# Start of DOCUMENT EXTRACT

|My inner, contemplative self is feeling like this dude.|
Oh, you can probably expect danger in a variety of forms: hungry monsters, deadly traps, strange magical happenings. And you can expect treasure of various types (both monetarily and magically valuable). This is all part of the "D&D package," sure (leaving it out probably means you're playing something else)...but while you're expecting this entertaining meal to take place when you sit down at the table, you're never really sure what exact ingredients are going to be used...or how they're going to be used. Just to take an analogy a bit too far: there's a lot of ways to toss a salad. Goblins and dragons and undead and gold and swords +1...these things you've seen time and again in many forms, variations, and "skins." But part of the draw to the table is wondering how they're going to show up this time...and then overcoming the specific challenge being presented.

# End of DOCUMENT EXTRACT
# Start of MATERIAL

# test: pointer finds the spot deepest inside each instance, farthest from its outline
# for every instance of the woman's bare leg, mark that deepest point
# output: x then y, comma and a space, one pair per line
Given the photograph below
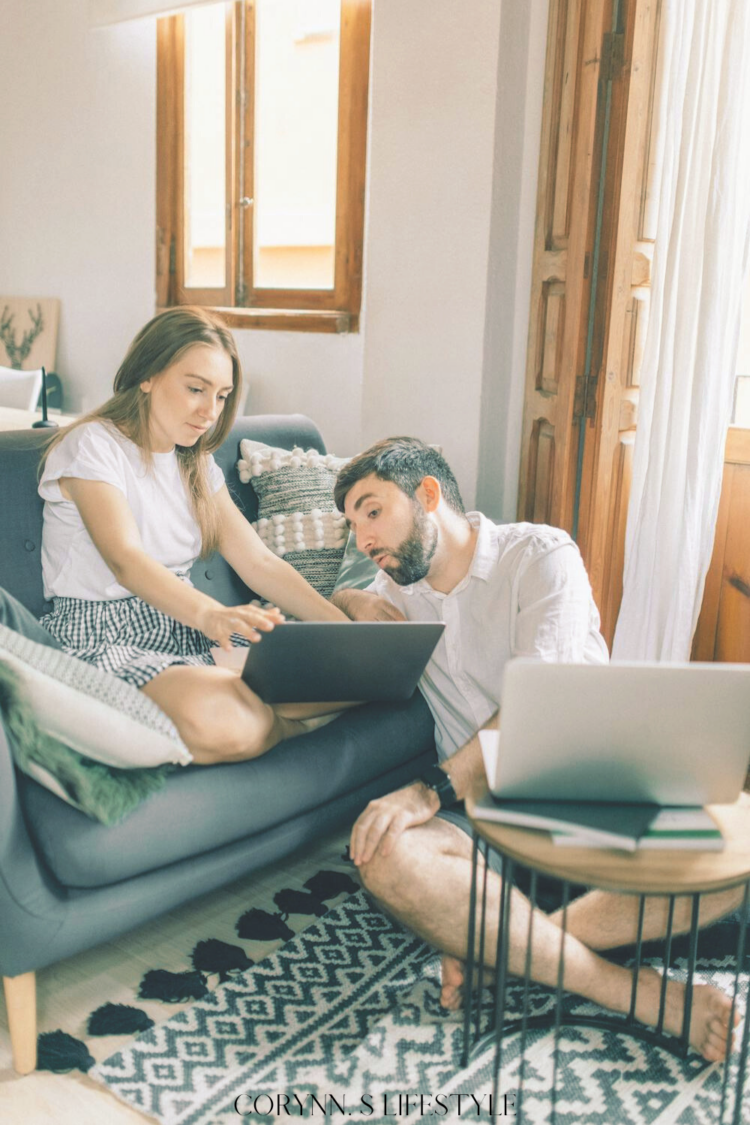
218, 717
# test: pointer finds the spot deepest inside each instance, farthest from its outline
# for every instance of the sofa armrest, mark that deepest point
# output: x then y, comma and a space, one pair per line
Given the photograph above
33, 906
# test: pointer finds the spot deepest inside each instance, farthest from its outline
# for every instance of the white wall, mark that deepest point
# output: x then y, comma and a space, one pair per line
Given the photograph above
77, 221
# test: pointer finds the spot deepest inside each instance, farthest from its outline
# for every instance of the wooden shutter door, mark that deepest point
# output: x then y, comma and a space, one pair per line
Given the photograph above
614, 77
560, 287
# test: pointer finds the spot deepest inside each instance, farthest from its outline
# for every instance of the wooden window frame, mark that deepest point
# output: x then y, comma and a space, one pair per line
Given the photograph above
336, 309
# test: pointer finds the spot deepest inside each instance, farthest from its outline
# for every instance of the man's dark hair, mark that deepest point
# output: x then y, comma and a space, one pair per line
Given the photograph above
405, 461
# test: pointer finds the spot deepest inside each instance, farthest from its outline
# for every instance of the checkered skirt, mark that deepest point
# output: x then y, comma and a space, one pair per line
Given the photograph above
126, 637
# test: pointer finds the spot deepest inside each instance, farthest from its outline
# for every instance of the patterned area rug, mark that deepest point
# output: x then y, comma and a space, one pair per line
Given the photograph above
344, 1022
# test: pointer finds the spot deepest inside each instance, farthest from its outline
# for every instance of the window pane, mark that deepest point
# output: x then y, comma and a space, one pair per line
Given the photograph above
205, 147
296, 142
741, 415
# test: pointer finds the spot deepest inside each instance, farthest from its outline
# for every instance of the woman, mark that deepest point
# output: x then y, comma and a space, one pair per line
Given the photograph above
133, 496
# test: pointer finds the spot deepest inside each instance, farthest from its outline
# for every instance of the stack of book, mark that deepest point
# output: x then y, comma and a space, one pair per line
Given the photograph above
629, 827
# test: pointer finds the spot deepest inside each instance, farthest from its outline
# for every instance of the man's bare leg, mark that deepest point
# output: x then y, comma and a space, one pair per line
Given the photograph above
604, 920
425, 883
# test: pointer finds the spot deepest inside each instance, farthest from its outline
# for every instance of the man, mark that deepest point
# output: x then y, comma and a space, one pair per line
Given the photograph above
516, 590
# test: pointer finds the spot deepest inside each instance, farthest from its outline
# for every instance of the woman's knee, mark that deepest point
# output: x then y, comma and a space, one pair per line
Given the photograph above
218, 718
386, 875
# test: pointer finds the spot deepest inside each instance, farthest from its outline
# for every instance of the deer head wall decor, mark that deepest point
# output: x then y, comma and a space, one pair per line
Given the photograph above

# End of MATERIAL

Please continue the post about what to expect at a D&D table, starting right after its last sentence.

I bring this up because, as tired out as the formula (or rather, ingredients) might be, there's something freeing about the simplicity of this constrained little concept. Allow me to draw another analogy from my experience here in Paraguay (and, yes, with regard to food):
Paraguayan cuisine is EXTREMELY limited. I don't know how I can emphasize that enough, to a degree folks can grok what I'm saying. You really have to live some place like, say, the USA where refrigerated trucks and train cars and extensive highway systems ensures you can eat most anything you want any time you want it. Sure, your shellfish might be frozen, your fruit malnourished because it's "out-of-season." But if you want something...and you're willing to pay for it...you can probably find it as close as your nearest major metropolitan city.
Move from THAT environment to Asuncion (the Paraguayan capitol) and try living here a year or two. A place where you can't throw a rock without skipping it off some dude's Porsche SUV or BMW. There's plenty of money in this town...I live within a couple blocks of at least two billionaires (that I know of) and one guy who's pretty close. And all their money won't buy 'em a frigging blueberry. Or a raspberry. Or (most of the year) a strawberry. Or a corn tortilla. Or real vanilla. Or...I don't know...so many things that it's impossible to list them all.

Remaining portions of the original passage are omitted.